(RECORDS PROVIDED)
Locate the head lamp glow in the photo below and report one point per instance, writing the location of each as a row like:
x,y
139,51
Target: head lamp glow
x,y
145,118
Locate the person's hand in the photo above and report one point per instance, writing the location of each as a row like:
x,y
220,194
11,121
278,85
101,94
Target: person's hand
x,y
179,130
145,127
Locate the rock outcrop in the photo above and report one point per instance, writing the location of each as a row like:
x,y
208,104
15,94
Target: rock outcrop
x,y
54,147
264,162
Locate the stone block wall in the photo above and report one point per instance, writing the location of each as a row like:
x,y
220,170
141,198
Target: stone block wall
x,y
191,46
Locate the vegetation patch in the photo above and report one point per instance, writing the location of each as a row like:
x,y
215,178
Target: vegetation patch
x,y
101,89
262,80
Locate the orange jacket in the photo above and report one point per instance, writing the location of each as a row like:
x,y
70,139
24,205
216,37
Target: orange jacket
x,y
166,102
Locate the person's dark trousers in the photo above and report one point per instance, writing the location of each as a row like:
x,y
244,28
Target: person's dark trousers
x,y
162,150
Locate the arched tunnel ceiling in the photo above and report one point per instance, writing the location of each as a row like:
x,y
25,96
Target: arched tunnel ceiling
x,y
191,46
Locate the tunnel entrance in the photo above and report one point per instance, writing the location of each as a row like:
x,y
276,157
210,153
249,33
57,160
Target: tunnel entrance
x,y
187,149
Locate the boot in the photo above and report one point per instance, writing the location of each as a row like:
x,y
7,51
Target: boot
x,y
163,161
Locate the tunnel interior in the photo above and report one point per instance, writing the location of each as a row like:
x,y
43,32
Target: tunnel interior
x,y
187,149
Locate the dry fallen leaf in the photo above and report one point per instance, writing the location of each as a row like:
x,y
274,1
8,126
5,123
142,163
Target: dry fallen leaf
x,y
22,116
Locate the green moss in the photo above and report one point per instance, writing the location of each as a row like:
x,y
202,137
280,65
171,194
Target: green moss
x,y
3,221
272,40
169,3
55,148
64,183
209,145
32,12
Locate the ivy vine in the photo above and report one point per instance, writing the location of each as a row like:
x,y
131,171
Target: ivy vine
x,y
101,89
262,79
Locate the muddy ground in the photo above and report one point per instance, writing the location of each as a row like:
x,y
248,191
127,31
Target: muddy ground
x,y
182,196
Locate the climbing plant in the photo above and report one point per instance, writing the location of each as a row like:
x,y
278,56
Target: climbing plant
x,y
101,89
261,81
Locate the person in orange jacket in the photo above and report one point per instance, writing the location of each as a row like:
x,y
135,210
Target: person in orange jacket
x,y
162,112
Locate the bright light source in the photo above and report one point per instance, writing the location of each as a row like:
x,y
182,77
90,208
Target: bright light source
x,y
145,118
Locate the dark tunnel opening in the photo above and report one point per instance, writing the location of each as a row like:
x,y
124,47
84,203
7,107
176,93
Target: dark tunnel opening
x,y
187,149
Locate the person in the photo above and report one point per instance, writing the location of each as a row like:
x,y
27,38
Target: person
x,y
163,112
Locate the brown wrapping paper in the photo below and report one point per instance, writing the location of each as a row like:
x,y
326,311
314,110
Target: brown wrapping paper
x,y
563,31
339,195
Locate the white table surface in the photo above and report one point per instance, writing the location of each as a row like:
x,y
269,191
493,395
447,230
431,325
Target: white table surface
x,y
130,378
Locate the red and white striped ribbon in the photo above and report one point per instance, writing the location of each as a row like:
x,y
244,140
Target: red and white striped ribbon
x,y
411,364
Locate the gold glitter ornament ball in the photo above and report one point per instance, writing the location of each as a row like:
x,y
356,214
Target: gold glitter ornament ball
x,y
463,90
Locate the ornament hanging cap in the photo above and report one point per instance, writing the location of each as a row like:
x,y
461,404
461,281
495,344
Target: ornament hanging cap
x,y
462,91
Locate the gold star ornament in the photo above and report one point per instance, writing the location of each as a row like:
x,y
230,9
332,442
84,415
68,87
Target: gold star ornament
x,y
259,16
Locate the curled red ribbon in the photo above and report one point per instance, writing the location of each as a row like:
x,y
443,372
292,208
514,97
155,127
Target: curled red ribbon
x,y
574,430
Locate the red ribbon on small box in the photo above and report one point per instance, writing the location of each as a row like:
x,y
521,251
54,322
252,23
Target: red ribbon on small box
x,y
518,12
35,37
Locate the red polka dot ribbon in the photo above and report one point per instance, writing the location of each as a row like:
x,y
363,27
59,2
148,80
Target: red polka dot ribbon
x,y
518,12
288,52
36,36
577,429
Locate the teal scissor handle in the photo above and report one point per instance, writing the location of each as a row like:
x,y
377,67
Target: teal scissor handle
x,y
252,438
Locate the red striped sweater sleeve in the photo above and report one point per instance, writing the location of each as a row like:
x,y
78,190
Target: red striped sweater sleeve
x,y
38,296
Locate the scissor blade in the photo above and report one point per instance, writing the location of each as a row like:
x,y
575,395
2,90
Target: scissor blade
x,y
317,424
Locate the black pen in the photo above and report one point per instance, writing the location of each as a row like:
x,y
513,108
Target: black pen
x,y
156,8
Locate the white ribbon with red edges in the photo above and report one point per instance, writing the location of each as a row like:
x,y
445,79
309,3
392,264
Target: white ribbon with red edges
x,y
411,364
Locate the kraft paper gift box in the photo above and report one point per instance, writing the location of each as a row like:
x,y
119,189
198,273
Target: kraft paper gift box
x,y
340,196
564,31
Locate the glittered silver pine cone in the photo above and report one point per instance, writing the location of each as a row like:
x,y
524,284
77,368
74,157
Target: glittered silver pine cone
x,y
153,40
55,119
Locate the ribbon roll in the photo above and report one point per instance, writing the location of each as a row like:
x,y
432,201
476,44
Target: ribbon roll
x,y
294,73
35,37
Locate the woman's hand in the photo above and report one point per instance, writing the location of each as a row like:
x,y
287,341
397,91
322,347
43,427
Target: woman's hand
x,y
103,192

(YOUR OBJECTIVE)
The entries shown above should be copied out word for word.

(RESPONSE TO THIS TASK)
Locate the head lamp glow in the photo below and report one point per instance, writing the location of each as a row like:
x,y
139,51
Target: head lamp glow
x,y
145,118
Locate the person's hand in the photo above and report one point per instance, writing the location of each as a row like:
x,y
220,194
11,121
278,85
101,94
Target: person's hand
x,y
179,130
145,127
Locate the rock outcrop in the photo above and report one point per instance, writing the location of each as a row like:
x,y
208,104
15,94
Target: rock outcrop
x,y
54,147
264,162
Locate the stone block wall in the photo above and report one point per instance, writing the location of each as a row like:
x,y
220,170
141,198
Target: stone block wall
x,y
191,46
Locate the vegetation patch in the photo above and report one point per instance, writing the location of each as a row like:
x,y
215,178
Target: vegetation patch
x,y
101,89
262,80
Locate the orange jacket in the photo above and report one point per instance, writing the location of each as a row like:
x,y
70,139
24,205
216,37
Target: orange jacket
x,y
166,102
Locate the person's dark trousers in the photo above and report one point per instance, writing the location of each as a row like:
x,y
244,28
Target: person's dark trousers
x,y
162,150
Locate the arched tunnel ceiling in the photo above and report one point per instance, writing the location of each as a row like:
x,y
25,96
Target: arched tunnel ceiling
x,y
191,46
Locate the tunnel entrance in the photo above and report one point per instance, writing the location of each as a row like:
x,y
276,157
210,153
249,33
57,160
Target: tunnel entrance
x,y
187,149
Locate the boot in the photo above and report one point per instance, writing the location of each as a row like:
x,y
7,51
Target: boot
x,y
163,161
Locate the tunnel interior in the photo above and report one point per instance, writing the location of each as a row like:
x,y
43,32
Target: tunnel interior
x,y
187,149
Locate the dry fallen leaf in the photo above and report one point per instance, writing the location of each as a row like:
x,y
274,1
8,126
5,123
142,163
Target: dry fallen leaf
x,y
22,116
Locate the green moss in the photo above and report one point per instance, writing the location of each as a row like:
x,y
202,137
280,65
171,194
Target: green moss
x,y
3,221
272,40
169,3
55,148
64,183
209,145
32,12
Locate the ivy vine in the photo above and report one point per instance, writing the location of each as a row like:
x,y
131,171
Target: ivy vine
x,y
101,89
262,79
Locate the muddy ground in the photo above and report one point per instance, writing the location of each as a row like:
x,y
248,191
127,31
Target: muddy ground
x,y
182,196
Locate the climbing plant in the photo above and report one point per instance, writing the location of each as a row like:
x,y
278,56
Target: climbing plant
x,y
101,89
261,81
Locate the person in orange jacket in the photo above and report one point per instance, writing the location of each as a row like:
x,y
135,210
Target: person in orange jacket
x,y
162,112
Locate the bright light source in the photo above and report one point per instance, writing the location of each as a row like:
x,y
182,77
90,208
Target: bright light source
x,y
145,118
Locate the dark tunnel opening in the photo above and report one point per instance, writing the location of each as a row like:
x,y
124,47
84,203
7,107
176,93
Target: dark tunnel opening
x,y
187,149
Locate the person in the photo above and report one point per instance, writing the location of each as a row like:
x,y
27,38
Target: person
x,y
163,112
Locate the brown wrapping paper in the photo below and report one point per instance, writing the location of each as a row like:
x,y
326,311
314,110
Target: brown wrapping paper
x,y
563,31
339,195
Locate the white table surface in the photo above and report one point per instance, writing the location of each as a row like:
x,y
269,191
493,395
447,230
431,325
Target: white table surface
x,y
130,378
Locate the red and white striped ribbon in the photo above and report one point per instance, writing the location of each as a row like:
x,y
244,140
Target: red and white striped ribbon
x,y
411,364
Locate the gold glitter ornament ball in the photo above and report one point per instance, writing the location of each as a row like:
x,y
356,214
Target: gold glitter ornament ball
x,y
463,90
Locate the ornament hanging cap in the photo above and report one point per instance, writing the location of each as a row like:
x,y
461,404
461,281
495,344
Target: ornament hanging cap
x,y
462,91
Locate the gold star ornament in the photo above and report one point per instance, writing the location of each as a row like:
x,y
230,9
332,442
84,415
68,87
Target: gold star ornament
x,y
259,16
Locate the curled red ribbon in the photo above and report one point per instance, writing the location of each as a row like:
x,y
443,372
292,208
514,97
155,127
Target: curled red ribbon
x,y
574,430
Locate the red ribbon on small box in the photo above and report one point per instance, writing the location of each as a row like:
x,y
521,251
54,322
252,23
Target: red ribbon on small box
x,y
518,12
35,37
Locate the red polka dot ribbon in the photo above and report one point per instance, writing the location of each as a row like:
x,y
363,27
59,2
148,80
Target: red polka dot ribbon
x,y
518,12
288,52
36,36
577,429
Locate the teal scissor handle in the photo above and report one point per instance, writing the location of each as a row like:
x,y
377,67
Target: teal scissor handle
x,y
252,438
Locate the red striped sweater sleeve in the photo above and report one point per instance, writing the location of each as a row like:
x,y
78,190
Target: red striped sweater sleeve
x,y
38,296
Locate the scissor blade in the photo above and report one point per instance, writing the location of each as a row like:
x,y
575,395
2,90
Target: scissor blade
x,y
317,424
Locate the black pen in the photo above and report one point per instance, writing the location of each as a row like:
x,y
513,108
Target: black pen
x,y
156,8
Locate the white ribbon with red edges in the photo above and report one point per instance, writing the location of each as a row like:
x,y
445,79
309,3
392,264
Target: white ribbon with red edges
x,y
411,364
Locate the kraft paper gift box in the photo above and report one point per instance, writing the location of each as a row like:
x,y
119,189
198,273
Target: kraft paper gift box
x,y
340,196
564,31
Locate the glittered silver pine cone in the photo above and report one point per instance, writing the location of each as a row like:
x,y
524,284
77,368
74,157
Target: glittered silver pine cone
x,y
153,40
55,119
Locate the ribbon roll in the photo above and report one point per instance, writing the location of each as a row like:
x,y
432,201
476,44
Target: ribbon roll
x,y
294,73
35,37
Locate the woman's hand in the photo above and report one point per instance, writing the location of each as a row like:
x,y
287,341
397,91
322,347
43,427
Target: woman's hand
x,y
103,192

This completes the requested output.